QUOTED PASSAGE>
Finally we tokenize and save the train and validation sets. Tokenized text is represented by a list of token ids, whereas the tokenized representation of an audio sample is an array of shape num_codebooks x sequence_len containing token ids from the Mimi tokenizer codebooks.

device = torch.device("cuda" if torch.cuda.is_available() else "cpu")

text_tokenizer, audio_tokenizer = load_tokenizers(device)

audio_tokens_train, text_tokens_train = get_tokens("/path/to/train/metadata.json", audio_tokenizer, text_tokenizer, device)
audio_tokens_val, text_tokens_val = get_tokens("/path/to/val/metadata.json", audio_tokenizer, text_tokenizer, device)
all_tokens = {
    "audio_tokens_train": audio_tokens_train, # list[list[list[int]]]
    "text_tokens_train": text_tokens_train,   # list[list[int]]
    "audio_tokens_val": audio_tokens_val,     # list[list[list[int]]]
    "text_tokens_val": text_tokens_val,       # list[list[int]]
}

with open("/path/to/tokenized/data.pkl", "wb") as f:
    pickle.dump(all_tokens, f)

3. Dataloaders

Now we have our pre-tokenized data, we will build our dataloaders.


Lets start by creating a simple self-explanatory dataset class:

from typing import List
import numpy as np
import torch

class TokenizedDataset(torch.utils.data.Dataset):
    def __init__(self, audio_tokens: List[List[List[int]]], text_tokens: List[List[int]]):
    self.audio_tokens = audio_tokens
    self.text_tokens = text_tokens

def __len__(self):
    return len(self.audio_tokens)

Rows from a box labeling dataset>
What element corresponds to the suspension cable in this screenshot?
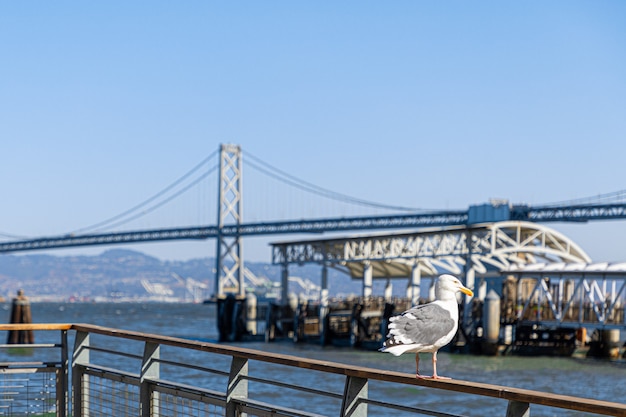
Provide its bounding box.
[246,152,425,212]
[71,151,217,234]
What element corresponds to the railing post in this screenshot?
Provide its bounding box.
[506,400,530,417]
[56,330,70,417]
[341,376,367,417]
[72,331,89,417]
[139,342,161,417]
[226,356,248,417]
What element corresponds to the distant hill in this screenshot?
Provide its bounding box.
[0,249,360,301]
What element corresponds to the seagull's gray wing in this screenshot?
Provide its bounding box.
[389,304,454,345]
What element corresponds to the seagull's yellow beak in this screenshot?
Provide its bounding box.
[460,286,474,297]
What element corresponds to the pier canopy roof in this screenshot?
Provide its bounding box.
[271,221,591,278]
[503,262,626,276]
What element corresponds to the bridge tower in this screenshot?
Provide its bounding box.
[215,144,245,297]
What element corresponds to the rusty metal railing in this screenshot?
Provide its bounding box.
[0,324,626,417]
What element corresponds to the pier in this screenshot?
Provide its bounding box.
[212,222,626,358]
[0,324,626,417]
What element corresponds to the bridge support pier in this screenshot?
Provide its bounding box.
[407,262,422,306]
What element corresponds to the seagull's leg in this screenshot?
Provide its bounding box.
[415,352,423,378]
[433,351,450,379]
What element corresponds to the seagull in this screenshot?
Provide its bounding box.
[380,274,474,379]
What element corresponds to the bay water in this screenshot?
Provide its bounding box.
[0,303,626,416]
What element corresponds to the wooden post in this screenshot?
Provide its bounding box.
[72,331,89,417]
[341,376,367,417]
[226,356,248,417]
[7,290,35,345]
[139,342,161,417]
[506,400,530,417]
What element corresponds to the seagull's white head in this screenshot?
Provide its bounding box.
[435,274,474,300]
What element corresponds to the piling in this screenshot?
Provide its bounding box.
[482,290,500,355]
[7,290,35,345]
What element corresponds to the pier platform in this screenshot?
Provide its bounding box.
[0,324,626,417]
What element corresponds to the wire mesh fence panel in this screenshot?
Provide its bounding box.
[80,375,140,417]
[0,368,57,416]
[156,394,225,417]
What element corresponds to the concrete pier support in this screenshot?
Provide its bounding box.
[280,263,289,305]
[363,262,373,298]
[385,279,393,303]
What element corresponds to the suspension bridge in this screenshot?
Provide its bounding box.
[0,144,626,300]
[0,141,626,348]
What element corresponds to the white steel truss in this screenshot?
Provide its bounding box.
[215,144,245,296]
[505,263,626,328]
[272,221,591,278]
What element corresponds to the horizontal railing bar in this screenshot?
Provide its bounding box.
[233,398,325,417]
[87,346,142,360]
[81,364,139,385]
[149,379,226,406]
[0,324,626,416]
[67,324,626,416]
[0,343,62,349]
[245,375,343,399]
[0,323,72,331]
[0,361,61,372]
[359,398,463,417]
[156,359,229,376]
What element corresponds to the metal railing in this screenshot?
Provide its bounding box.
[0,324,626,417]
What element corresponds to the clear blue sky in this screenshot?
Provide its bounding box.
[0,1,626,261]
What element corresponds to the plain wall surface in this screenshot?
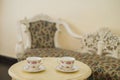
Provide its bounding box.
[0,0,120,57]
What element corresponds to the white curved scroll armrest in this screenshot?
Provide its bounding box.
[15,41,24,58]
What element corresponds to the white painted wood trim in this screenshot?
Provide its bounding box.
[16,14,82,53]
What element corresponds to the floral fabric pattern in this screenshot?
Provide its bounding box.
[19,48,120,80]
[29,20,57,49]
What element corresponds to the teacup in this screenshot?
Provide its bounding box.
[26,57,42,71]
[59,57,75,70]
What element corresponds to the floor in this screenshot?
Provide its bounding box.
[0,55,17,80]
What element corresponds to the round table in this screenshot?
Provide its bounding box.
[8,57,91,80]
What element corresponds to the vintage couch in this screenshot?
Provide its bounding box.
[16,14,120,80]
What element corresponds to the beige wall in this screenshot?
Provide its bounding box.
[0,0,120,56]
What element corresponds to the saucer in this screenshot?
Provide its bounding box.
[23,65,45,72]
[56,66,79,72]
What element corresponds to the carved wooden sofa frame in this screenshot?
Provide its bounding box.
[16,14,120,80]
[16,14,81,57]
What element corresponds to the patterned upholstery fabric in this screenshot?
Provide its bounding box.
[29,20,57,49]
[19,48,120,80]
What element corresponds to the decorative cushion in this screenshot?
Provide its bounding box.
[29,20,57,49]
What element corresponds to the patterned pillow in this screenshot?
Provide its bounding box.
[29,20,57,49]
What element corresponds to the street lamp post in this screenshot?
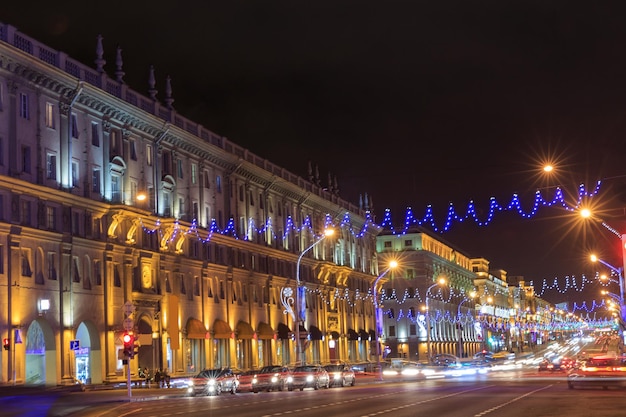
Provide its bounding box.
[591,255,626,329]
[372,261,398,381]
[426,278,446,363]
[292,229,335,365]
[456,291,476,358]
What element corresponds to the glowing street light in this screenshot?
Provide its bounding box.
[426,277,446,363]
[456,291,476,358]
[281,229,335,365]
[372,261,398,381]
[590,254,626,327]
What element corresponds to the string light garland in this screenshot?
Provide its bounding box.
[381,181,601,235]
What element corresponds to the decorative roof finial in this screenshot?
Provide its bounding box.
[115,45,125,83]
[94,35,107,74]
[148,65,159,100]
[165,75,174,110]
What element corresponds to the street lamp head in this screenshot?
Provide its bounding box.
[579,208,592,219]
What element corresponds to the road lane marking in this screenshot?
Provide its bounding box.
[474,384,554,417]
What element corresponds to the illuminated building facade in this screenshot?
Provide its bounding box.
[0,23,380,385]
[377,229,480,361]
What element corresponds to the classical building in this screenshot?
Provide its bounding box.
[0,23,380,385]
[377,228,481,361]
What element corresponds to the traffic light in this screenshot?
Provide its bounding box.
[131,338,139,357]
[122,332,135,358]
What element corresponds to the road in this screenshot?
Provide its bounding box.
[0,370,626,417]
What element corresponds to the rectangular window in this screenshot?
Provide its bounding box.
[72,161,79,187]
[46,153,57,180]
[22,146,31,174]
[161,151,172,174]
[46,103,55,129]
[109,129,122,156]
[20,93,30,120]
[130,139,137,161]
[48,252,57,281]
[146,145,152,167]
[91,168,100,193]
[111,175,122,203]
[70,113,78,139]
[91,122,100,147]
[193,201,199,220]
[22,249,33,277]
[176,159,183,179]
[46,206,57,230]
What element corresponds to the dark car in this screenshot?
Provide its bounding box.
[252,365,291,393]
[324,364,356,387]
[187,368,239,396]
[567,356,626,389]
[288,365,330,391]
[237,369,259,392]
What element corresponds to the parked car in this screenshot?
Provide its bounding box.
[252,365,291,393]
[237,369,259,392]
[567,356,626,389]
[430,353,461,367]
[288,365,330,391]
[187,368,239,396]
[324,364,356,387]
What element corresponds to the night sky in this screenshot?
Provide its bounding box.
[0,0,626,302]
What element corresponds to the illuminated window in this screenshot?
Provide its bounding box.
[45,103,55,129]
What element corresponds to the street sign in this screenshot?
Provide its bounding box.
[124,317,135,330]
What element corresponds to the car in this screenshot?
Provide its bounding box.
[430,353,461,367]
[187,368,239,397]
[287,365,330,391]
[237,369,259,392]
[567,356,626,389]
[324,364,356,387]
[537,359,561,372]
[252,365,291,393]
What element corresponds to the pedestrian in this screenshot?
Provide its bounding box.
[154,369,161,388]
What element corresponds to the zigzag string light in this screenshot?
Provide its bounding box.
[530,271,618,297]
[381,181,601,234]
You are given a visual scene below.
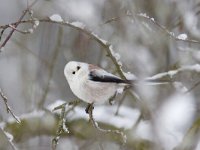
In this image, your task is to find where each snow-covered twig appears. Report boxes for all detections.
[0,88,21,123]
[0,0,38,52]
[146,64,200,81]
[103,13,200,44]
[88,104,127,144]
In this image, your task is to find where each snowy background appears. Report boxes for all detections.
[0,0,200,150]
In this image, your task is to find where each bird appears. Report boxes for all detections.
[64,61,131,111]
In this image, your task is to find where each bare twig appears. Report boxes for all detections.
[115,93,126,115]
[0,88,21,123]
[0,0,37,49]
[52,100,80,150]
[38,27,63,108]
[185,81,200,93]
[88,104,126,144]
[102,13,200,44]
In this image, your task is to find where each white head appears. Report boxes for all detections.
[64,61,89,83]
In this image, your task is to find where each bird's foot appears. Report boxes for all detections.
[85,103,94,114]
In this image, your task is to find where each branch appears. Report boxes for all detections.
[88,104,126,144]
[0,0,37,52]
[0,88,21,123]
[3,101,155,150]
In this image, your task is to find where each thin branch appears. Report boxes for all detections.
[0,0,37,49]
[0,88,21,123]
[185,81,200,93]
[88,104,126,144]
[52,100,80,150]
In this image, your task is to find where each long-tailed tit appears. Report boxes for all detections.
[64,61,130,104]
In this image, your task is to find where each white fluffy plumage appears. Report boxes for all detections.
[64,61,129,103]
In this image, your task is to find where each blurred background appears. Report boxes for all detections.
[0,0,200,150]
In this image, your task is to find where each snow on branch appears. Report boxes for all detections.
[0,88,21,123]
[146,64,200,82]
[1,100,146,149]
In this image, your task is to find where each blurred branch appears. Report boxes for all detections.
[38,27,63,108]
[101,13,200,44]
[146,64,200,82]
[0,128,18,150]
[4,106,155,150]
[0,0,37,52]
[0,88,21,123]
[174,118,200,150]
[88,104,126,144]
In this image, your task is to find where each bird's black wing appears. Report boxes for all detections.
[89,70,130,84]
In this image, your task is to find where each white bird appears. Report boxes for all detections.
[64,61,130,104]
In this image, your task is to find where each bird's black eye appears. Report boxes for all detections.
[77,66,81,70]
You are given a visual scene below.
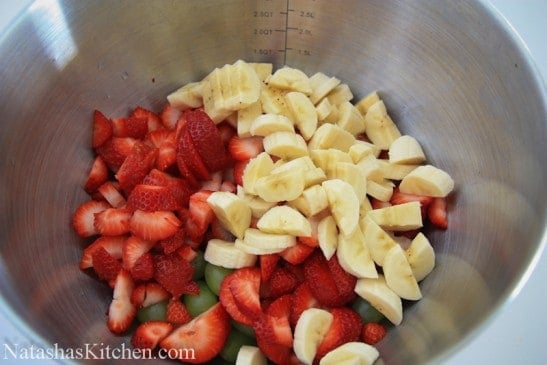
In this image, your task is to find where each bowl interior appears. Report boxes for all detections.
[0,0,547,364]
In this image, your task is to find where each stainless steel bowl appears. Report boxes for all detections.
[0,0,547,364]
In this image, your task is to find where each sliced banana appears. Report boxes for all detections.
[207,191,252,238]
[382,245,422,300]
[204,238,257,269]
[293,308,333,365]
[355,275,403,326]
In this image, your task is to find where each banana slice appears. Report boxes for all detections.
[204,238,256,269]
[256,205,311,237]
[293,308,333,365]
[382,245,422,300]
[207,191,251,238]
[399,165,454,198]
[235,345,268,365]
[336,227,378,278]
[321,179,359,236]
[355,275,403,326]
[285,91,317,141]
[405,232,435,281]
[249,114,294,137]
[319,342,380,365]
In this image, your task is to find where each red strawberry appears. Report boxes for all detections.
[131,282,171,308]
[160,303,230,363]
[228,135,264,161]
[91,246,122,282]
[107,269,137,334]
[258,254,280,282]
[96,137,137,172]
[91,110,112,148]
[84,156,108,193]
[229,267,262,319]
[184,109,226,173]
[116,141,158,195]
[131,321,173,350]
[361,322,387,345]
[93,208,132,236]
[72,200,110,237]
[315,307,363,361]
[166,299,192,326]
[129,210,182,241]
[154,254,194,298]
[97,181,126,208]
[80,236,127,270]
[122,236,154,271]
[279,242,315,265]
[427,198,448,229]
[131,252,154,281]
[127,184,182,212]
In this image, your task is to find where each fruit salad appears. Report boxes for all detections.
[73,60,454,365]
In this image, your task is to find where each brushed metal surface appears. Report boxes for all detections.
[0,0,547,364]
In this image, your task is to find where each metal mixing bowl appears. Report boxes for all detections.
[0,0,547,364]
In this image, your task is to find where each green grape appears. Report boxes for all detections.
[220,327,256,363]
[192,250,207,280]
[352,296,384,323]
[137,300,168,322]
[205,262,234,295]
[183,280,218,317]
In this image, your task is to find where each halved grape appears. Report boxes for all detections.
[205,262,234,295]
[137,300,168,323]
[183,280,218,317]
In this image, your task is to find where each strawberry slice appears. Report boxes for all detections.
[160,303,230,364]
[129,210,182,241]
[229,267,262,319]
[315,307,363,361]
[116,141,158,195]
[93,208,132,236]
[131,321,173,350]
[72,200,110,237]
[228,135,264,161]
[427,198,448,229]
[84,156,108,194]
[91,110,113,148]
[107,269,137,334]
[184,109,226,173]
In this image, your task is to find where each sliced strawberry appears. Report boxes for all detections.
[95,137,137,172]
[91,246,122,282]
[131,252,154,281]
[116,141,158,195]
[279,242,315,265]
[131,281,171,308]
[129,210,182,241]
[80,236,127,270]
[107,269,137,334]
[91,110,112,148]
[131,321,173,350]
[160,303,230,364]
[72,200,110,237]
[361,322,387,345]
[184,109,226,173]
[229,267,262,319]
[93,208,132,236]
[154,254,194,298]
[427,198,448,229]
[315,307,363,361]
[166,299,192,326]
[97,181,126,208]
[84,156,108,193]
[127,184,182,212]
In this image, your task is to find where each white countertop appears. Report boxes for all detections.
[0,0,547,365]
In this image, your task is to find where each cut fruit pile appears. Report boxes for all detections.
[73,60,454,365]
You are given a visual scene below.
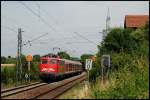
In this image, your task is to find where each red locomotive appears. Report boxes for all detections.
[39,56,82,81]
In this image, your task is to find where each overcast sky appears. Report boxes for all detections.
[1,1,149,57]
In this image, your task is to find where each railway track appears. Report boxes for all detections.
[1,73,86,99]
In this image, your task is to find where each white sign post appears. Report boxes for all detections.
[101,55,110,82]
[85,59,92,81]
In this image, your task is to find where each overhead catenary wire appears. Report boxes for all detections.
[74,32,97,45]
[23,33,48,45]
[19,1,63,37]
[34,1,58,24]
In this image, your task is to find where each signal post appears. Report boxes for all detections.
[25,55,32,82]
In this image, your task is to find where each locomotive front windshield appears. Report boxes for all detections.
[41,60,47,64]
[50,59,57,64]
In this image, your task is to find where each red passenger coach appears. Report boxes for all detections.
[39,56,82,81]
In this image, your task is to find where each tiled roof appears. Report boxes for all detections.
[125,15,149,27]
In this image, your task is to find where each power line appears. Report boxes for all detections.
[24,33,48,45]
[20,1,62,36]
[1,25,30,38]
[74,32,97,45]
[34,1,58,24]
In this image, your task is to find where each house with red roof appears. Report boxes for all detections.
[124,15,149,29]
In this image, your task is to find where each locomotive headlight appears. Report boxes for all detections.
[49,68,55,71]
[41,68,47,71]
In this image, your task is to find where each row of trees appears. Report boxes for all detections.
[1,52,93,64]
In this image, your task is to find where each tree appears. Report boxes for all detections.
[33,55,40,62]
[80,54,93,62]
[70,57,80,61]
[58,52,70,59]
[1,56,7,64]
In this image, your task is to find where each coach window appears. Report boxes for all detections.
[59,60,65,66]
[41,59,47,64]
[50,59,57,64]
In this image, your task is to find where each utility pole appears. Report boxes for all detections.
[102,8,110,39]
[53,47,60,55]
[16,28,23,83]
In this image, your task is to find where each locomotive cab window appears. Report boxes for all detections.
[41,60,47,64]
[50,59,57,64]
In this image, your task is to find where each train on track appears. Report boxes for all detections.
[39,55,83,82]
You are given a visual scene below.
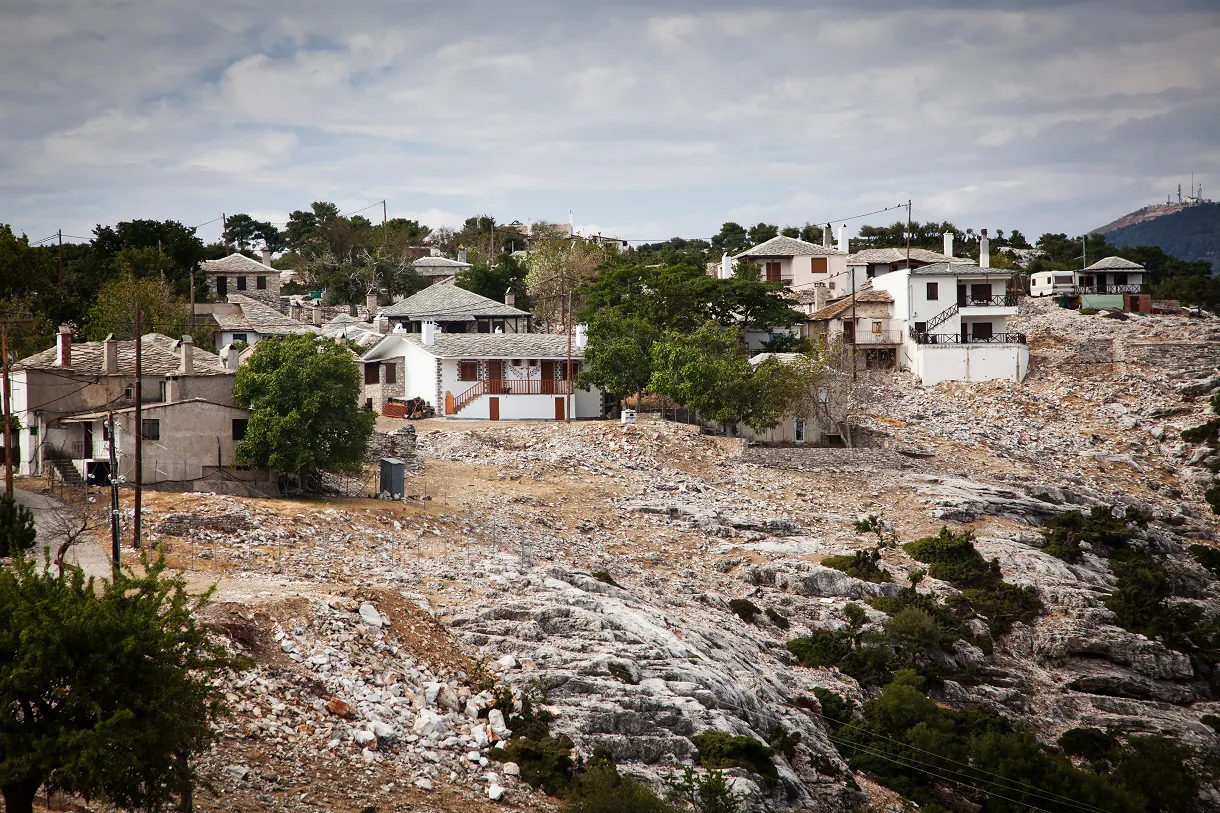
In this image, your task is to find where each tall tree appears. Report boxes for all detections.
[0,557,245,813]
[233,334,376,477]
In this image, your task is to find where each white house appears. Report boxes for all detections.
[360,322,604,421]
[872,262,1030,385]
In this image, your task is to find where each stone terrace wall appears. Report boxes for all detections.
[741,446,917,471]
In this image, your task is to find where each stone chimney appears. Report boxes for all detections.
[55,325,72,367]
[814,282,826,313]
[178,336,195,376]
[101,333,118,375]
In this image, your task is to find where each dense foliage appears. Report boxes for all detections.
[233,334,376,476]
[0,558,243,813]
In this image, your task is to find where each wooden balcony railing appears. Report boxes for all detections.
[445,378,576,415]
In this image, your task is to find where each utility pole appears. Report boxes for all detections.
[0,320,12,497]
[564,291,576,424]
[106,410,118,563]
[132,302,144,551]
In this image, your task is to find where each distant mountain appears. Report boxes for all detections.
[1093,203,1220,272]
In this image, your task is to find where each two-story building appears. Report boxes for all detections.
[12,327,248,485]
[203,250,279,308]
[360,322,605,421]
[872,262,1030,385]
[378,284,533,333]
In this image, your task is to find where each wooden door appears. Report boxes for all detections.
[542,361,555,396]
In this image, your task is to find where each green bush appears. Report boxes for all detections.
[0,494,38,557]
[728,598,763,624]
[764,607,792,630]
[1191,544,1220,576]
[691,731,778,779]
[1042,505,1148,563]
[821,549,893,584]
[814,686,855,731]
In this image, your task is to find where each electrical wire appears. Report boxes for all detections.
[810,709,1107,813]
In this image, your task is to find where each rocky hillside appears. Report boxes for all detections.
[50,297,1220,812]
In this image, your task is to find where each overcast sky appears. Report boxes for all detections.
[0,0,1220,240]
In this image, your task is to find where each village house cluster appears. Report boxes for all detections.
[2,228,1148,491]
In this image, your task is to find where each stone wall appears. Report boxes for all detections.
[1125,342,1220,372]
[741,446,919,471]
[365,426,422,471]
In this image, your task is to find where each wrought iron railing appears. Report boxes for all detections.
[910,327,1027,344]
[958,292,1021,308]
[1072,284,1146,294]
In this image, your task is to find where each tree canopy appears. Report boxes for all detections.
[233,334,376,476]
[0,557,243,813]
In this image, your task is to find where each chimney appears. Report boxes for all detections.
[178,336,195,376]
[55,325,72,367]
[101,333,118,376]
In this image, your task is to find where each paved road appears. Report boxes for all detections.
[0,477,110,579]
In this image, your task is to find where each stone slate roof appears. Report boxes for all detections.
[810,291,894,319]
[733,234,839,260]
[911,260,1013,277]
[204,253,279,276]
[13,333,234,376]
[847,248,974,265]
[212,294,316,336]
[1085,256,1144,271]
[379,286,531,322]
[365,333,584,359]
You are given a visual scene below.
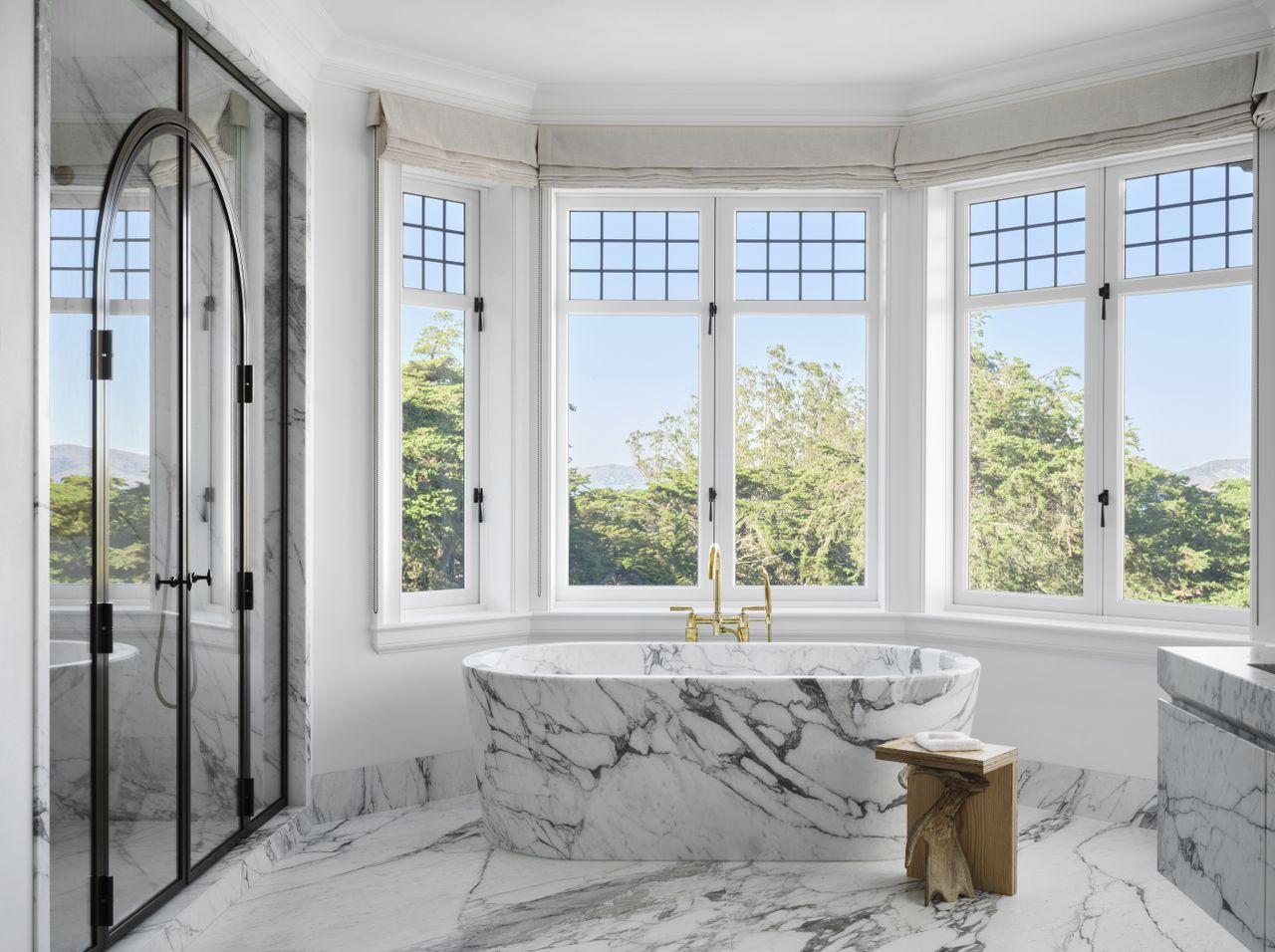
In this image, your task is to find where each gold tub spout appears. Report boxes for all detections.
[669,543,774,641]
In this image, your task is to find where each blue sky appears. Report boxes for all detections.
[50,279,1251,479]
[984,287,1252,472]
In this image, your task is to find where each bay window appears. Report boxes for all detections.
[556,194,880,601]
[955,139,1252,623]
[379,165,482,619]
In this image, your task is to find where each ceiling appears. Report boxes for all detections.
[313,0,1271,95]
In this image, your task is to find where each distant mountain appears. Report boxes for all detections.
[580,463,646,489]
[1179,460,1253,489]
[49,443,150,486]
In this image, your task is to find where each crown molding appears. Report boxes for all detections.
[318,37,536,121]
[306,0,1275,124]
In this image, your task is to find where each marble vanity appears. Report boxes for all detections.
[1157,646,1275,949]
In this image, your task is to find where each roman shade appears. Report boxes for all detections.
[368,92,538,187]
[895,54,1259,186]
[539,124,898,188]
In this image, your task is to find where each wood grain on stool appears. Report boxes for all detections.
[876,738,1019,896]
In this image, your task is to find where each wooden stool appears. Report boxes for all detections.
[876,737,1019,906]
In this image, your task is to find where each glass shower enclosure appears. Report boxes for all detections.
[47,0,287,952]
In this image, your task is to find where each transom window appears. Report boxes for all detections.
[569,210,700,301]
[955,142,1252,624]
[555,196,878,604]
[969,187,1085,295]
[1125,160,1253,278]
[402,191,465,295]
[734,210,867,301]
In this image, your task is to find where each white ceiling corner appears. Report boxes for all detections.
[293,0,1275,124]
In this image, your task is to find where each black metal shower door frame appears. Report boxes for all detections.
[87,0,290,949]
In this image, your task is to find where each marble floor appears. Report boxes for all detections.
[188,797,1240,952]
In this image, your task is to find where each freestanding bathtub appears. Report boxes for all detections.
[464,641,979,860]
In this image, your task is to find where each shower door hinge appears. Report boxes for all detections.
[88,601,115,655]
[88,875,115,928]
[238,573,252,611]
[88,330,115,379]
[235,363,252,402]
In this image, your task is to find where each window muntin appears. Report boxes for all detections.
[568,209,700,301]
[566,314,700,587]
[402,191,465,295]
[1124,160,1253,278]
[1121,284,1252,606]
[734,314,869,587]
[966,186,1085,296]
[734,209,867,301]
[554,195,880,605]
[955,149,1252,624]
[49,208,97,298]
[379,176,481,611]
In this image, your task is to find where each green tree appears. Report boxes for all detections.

TASKS AND EXERCISES>
• a. Answer these questions from the tokenization tutorial:
(i) What represents tokenized text?
(ii) What shape does the array for a tokenized audio sample have?
(iii) To what file path is the dictionary of tokens saved?
• b. Name every key in the all_tokens dictionary defined in the tokenization tutorial.
• c. Go on with the tokenization tutorial from the point where it ends.
These items come from a separate source from the tokenization tutorial.

RESULTS OF THE EXERCISE>
• a.
(i) A list of token ids.
(ii) num_codebooks x sequence_len.
(iii) /path/to/tokenized/data.pkl

• b. audio_tokens_train, text_tokens_train, audio_tokens_val, text_tokens_val

• c.
def __getitem__(self, index: int):
    return {"audio": self.audio_tokens[index], "text": self.text_tokens[index]}

Next we will write a collation function for the dataloader. This:

  • Accepts a list of dictionaries returned by TokenizedDataset.__getitem__
  • Appends an EOS frame to the audio tokens
  • Appends an extra dimension to the audio tokens to account for text tokens
  • Creates a padding mask to indicate that the text dimension is padding for the audio tokens
  • Prepends n_codebooks dimensions to the text tokens to account for audio tokens
  • Creates a padding mask to indicate that the audio dimensions are padding for the text tokens
  • Concatenates the text and audio tokens
  • Pads the tokens and padding masks to the maximum sequence length in the batch
  • Returns the tokens and padding masks
from typing import List
import torch
from torch.nn.utils.rnn import pad_sequence

def collate_fn(batch: List[dict]):
    tokens, tokens_mask = [], []
    n_codebooks = 32
    for item in batch:
        audio_tokens = torch.tensor(item["audio"]) # [n_codebooks, audio_seq_len]
        text_tokens = torch.tensor(item["text"])   # [text_seq_len]

        # add EOS frame
        eos_frame = torch.zeros(audio_tokens.size(0), 1)
        audio_tokens = torch.cat([audio_tokens, eos_frame], dim=1)  # [n_codebooks, audio_seq_len+1]

        # add extra dimension for text ids
        audio_frame = torch.zeros(audio_tokens.size(1), n_codebooks + 1).long()  # [audio_seq_len+1, n_codebooks+1]
        audio_frame[:, :-1] = audio_tokens.transpose(0, 1)
        audio_frame_mask = torch.zeros(audio_tokens.size(1), n_codebooks + 1).bool()  # [audio_seq_len+1, n_codebooks+1]
        audio_frame_mask[:, :-1] = True

        text_frame = torch.zeros(len(text_tokens), n_codebooks + 1).long()
        text_frame[:, -1] = torch.tensor(text_tokens)
        text_frame_mask = torch.zeros(len(text_tokens), n_codebooks + 1).bool()
        text_frame_mask[:, -1] = True

        tokens.append(torch.cat([text_frame, audio_frame], dim=0))
        tokens_mask.append(torch.cat([text_frame_mask, audio_frame_mask], dim=0))

    tokens = pad_sequence(tokens, batch_first=True)
    tokens_mask = pad_sequence(tokens_mask, batch_first=True, padding_value=False)

    # both: [batch_size, max_seq_len, n_codebooks+1]
    return tokens, tokens_mask

We will also make a sampler object that minimizes padding in batches by grouping samples with similar lengths:

class BucketSampler(torch.utils.data.sampler.Sampler):
    def __init__(
        self, lengths: List[int], batch_size: int, shuffle: bool = True, is_infinite: bool = True, random_seed: int = 42
    ):
        self.shuffle = shuffle
        self.batch_size = batch_size
        self.is_infinite = is_infinite
        self.random_seed = random_seed
        self.local_step = 0
        self.bins = self._create_bins(lengths, batch_size)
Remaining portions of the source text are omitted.